- [本文]:
太陰(脾経)の腰痛は、熱して腰に横木あるが如く遺尿す。(腰の中に横木が入っているように重苦しく痛む)

少陰(腎経)の腰痛は、張弓のごとく、黙々として心わるし。(腰が突っ張ってまるで弓の弦の様です

腎経による腰痛は背骨に近い所で、深部に痛みが出ます。

実際の臨床では、これらが複合して、ぎっくり腰の症状が出ますが、冷え、寝不足、過労、ストレスなどで、腎の気が虚に傾いた場合の、ぎっくり腰への影響は強いのです。

札幌は、寒冷地のため冷えから来る腎虚によるギックリ腰が多く、谷井治療室では独自の整体でこれら北国特有のぎっくり腰にも対応しています。

東洋医学的ぎっくり腰の原因

東洋医学の考えでは、腰は「腎の府:じんのふ」といわれ、腰痛には腎が関係しています。ここでいう腎とは、西洋医学的な腎臓のみを言っているのではなく、腎経という気のエネルギーが流れる全てを関連付けて考えています。

腎には、生まれ持ったエネルギー(先天の気)を蓄える機能があります。腎のエネルギーは、生まれつきの腎気不足、また加齢や過労、強い恐怖心等で消耗され、腎経の働きが弱くなると腰痛につながります。腰の重だるさや、膝の脱力感、動くと腰痛が強くなり、休むと痛みが軽減します。

- [取り組むこと]:
[1] 本文によると、東洋医学では腰は何と呼ばれていますか。
[2] 東洋医学から見たぎっくり腰についての本文を、最後の文のあとから引き継いで書き進めてください。

- [入力データ]:

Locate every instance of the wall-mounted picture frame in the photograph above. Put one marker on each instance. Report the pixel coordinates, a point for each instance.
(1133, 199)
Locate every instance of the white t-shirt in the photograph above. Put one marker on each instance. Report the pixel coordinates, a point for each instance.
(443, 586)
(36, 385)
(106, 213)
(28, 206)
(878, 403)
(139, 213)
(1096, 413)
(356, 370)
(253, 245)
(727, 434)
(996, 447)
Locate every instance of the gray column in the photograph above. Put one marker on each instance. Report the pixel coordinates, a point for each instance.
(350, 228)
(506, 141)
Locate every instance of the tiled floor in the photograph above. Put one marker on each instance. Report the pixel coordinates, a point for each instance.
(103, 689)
...
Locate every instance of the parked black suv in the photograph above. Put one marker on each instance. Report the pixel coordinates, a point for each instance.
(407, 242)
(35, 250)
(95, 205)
* * *
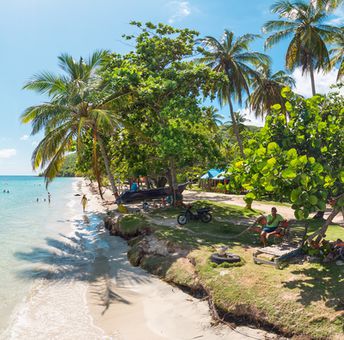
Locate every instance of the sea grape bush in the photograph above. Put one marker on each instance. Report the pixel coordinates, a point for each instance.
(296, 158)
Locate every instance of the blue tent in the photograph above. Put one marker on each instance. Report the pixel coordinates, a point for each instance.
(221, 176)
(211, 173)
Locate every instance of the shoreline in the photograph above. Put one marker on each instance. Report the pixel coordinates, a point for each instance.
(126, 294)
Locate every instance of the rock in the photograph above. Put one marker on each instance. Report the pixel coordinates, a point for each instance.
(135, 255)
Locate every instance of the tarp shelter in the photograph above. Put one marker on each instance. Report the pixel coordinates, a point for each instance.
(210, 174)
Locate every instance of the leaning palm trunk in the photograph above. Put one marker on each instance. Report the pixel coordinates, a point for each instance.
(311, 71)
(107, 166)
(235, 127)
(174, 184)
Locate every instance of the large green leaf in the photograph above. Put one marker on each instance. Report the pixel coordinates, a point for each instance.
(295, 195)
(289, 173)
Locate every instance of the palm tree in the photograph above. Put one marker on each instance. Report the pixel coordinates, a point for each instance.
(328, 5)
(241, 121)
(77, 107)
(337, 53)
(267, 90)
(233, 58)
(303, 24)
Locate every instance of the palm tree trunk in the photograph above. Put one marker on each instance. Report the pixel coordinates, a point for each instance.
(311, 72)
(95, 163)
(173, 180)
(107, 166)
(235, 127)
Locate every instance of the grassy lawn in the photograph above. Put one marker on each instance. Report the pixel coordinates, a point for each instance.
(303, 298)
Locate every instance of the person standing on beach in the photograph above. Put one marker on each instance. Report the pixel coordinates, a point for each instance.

- [解答一覧]:
[1] 腰は「腎の府(じんのふ)」と呼ばれています。

[2]
身体が寒邪(かんじゃ)や湿邪等(しつじゃ)といって、寒さや湿度の影響を受け、気や血の流れが滞ることでも腰痛になります。これは東洋医学的には、「外因:がいいん」と呼び、体の外の環境など外的な要因を指します。

腰の鈍痛や重だるさ、冷え・足のむくみ・手やお腹の冷えなどを伴い、雨の日や寒い日などに症状が悪化します。ひどくなると腰からお尻・太ももにまで痛みが広がる場合もあります。

また、ぎっくり腰のような腰部の捻挫や、打撲等の外傷も、気血(きけつ:気のエネルギーや血液)の流れを悪くし腰痛を起こします。特に同じ場所が刺すように痛む、夜間に痛みが強くなる、押されると痛いなどの場合は、血行の悪さから、患部組織が固くなり腰痛に発展します。

それ以外に、塩辛いもの、辛いものを食べ過ぎたり、水分を摂りすぎたり、冷たいものの飲食で、気血水(きけつすい:気のエネルギーと、血液とリンパ液などの体液)のがランスが崩れ、腰痛を起こすこともあります。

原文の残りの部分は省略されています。